====== Potongan Dokumen ======

REAKSI YANG TIMBUL SEJAK BERDIRINYA BUDI UTOMO


Rizki Aiditya/SI IV/B

1.       Latar Belakang

Kebangkitan nasional adalah masa dimana bangkitnya rasa dan semangat persatuan, kesatuan dan nasionalisme serta kesadaran untuk memperjuangkan kemerdekaan republik Indonesia. Bangkitnya nasionalisme di Indonesia tidak dapat dipisahkan dari bangkitnya nasionalisme di Asia yang ditandai adanya kemenangan Jepang atas Rusia pada tahun 1905.
Sebab-sebab bangkitnya nasionalisme di Indonesia dan tumbuhnya pergerakan nasional Indonesia itu, tidak hanya dipengaruhi adanya pengaruh dari luar Indonesia saja. Namun reaksi pada masa sebelum tahun 1905 yang pernah dicetuskan dengan adanya perlawanan senjata di berbagai daerah, seperti perlawanan Pattimura, Diponegoro, Si Singamangaraja serta
 Hassanudin. Hal ini telah membuktikan nyata adanya semangat nasionalisme telah lam bergejolak pada adda bangsa Indonesia sebagai reaksi terhadap penderitaan lahir dan batin akibat kolonialisme.

====== Data yang Diberikan ======

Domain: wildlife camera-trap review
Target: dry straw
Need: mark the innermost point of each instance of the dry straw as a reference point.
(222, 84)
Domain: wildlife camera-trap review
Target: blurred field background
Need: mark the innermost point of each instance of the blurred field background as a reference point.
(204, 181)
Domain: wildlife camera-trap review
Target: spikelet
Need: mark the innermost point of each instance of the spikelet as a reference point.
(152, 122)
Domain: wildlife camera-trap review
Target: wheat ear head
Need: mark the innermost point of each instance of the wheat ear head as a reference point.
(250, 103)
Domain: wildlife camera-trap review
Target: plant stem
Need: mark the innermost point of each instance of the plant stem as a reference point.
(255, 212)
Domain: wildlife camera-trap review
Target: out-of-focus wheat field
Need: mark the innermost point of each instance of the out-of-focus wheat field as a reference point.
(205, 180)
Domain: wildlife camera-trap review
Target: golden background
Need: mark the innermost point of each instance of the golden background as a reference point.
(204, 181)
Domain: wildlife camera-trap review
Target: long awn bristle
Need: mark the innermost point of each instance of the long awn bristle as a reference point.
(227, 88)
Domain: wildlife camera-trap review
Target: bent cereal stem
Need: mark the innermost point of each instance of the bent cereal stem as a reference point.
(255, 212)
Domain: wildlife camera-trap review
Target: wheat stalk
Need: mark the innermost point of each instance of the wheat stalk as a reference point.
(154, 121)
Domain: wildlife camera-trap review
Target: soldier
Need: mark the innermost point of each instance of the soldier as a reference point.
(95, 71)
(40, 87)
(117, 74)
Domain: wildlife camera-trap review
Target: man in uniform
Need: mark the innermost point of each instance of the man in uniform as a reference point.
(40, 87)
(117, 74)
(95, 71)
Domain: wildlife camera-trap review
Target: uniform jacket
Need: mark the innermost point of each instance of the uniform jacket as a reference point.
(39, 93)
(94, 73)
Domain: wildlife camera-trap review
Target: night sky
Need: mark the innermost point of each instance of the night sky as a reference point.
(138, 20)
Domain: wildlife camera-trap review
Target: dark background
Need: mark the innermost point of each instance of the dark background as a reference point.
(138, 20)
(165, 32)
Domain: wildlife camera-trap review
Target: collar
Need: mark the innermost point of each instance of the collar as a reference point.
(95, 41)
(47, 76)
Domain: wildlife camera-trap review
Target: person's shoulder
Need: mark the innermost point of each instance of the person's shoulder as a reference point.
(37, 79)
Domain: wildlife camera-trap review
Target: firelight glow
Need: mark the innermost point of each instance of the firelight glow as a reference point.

======

Teruskan teks tentang reaksi sejak berdirinya Budi Utomo, dimulai setelah kalimat terakhir yang tercantum. Daftar di atas merupakan bahan tersendiri yang terpisah dari teks tentang reaksi sejak berdirinya Budi Utomo.

**Jawaban**:
Penderitaan lahir batin yang tak tertahankan lagi ditambah pengaruh kejadian-kejadian didalam maupun diluar tanah air yang merupakan dorongan yang mempercepat lahirnya pergerakan nasional dan titik berangkat lahirnya Budi Utomo pada tanggal 20 Mei 1908 sebagai organisasi pelajar guna memajukan kepentingan-kepentingan priyayi rendah, dimana jangkauan geraknya terbatas pada penduduk Pulau Jawa dan Madura. (M.C.Ricklefs : 1998 : 249)
A.    Lahirnya Organisasi Budi Utomo di Indonesia

Budi Utomo merupakan sebuah organisasi pelajar yang didirikan oleh Dr.Sutomo dan para mahasiswa STOVIA (School tot Opleiding voor Inlandsche Arsten) yaitu Goenawan, Dr.Cipto Mangoenkeosoemo dan Soeraji serta R.T Ario Tirtokusumo, yang didirikan di Jakarta pada 20 Mei 1908. Organisasi ini bersifat sosial, ekonomi, kebudayaan serta tidak bersifat politik.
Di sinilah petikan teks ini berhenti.